— Quoted passage —
Wednesday 4:00pm- 6:45pm (CSI 1122)
Office Hours: Mo 1-2pm or by appointment
Course Overview: This course covers Data Modeling, Database Architectures, and Transaction Management as they have evolved over more than 40 years of research and development. Then it covers on-going research in database systems, focusing on techniques that have recently been transferred from research to wide-spread commercial implementation. Then the course will focus on new research trends and applications in light of fully distributed and ubiquitously connected world consisting of all range data stores from data warehouses to much smaller data carrying devices such as PDAs and sensors. While the other two courses in the UMD database sequence (CMSC 424 and 624) concentrate largely on centralized, relational database systems used for business data processing, in this course we expand the range of systems, we study in terms of architecture, data models, hardware and software environments, applications, user communities, and touch a little on socioeconomics of databases.
Course Pre-Requisites: CMSC 424, (CMSC 624 waived), or equivalent.
Course Credit: This course counts towards the Database area's requirements for PhD core, MS comps, and MS coursework.
Course Text Book:
 Readings in Database Systems, by Hellerstein & Stonebraker, MIT Press, 4th Edition, 2004. It will be used as a basis for the course and will be augmented it with other papers from major DB conferences. Except for a few papers that are written for the above book and some very nice prologues to the chapters, the remaining papers are readily available on web sites.
Course Grading:Course Requirements: This course will consist of lectures (by me) and presentations (from you, the students). After a few lectures by me, I plan to split the class into two parts. In the first half I will lecture on an area or paper discussing the some of the theoretical foundations, techniques, algorithms, and the general trends in that topic. I expect this to last about half the class. In the other half of the class, two students will present two papers each, followed by critiques by two other students and a class discussion on the presentations, critiques and my lecture. This is a shared learning class and active participation in these discussions is strongly encouraged. I expect each student to do two presentations and two critiques during the semester. In addition to the class presentations, there will be a semester-long programming project that you can do alone or in teams of two. The project's requirements will be discussed on the first day of classes and will involve some new research problem, implementation, experimentation, and possible submission for publication. Project suggestions will be provided in class.

— Material supplied —
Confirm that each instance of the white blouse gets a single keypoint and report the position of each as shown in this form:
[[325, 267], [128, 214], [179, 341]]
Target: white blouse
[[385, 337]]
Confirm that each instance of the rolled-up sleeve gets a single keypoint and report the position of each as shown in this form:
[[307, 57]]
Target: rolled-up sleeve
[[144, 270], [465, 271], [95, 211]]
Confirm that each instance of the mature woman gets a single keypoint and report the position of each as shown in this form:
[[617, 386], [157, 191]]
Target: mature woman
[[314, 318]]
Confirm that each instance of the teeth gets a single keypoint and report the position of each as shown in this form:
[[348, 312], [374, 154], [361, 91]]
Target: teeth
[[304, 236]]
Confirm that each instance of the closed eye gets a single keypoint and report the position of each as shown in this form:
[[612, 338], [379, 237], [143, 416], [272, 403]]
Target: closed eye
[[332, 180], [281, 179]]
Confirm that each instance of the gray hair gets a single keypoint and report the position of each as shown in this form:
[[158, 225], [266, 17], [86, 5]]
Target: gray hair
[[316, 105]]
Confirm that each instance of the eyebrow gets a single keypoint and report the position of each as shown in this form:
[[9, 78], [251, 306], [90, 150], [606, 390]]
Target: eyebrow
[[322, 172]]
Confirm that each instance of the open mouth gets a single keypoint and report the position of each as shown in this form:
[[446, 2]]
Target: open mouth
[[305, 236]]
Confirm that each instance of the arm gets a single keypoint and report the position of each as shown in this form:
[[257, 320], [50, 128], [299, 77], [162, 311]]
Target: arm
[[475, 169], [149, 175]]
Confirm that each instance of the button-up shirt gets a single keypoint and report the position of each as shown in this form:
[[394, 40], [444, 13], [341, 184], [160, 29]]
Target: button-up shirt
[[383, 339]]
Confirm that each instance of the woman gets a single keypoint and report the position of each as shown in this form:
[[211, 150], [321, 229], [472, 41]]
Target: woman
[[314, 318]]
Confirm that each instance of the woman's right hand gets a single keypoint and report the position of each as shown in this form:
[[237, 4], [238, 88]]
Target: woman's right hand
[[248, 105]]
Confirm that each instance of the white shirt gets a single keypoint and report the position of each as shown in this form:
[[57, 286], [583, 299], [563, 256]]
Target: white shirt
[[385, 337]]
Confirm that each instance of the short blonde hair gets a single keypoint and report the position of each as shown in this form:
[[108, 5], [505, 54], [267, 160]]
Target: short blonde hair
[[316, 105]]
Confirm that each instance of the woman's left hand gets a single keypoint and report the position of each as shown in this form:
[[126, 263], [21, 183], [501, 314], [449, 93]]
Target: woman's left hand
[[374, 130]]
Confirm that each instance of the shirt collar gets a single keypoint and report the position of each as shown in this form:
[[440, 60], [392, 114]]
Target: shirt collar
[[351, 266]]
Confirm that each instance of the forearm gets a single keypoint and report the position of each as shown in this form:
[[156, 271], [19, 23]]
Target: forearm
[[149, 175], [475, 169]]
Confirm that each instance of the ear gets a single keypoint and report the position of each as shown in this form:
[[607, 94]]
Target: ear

— Exercise requirements —
Reproduce word for word the part of the syllabus that opens with the words containing "Course Pre-Requisites: CMSC" and closes with "on web sites.". The material comes from a source unrelated to the syllabus.

— Full solution —
Course Pre-Requisites: CMSC 424, (CMSC 624 waived), or equivalent.
Course Credit: This course counts towards the Database area's requirements for PhD core, MS comps, and MS coursework.
Course Text Book:
 Readings in Database Systems, by Hellerstein & Stonebraker, MIT Press, 4th Edition, 2004. It will be used as a basis for the course and will be augmented it with other papers from major DB conferences. Except for a few papers that are written for the above book and some very nice prologues to the chapters, the remaining papers are readily available on web sites.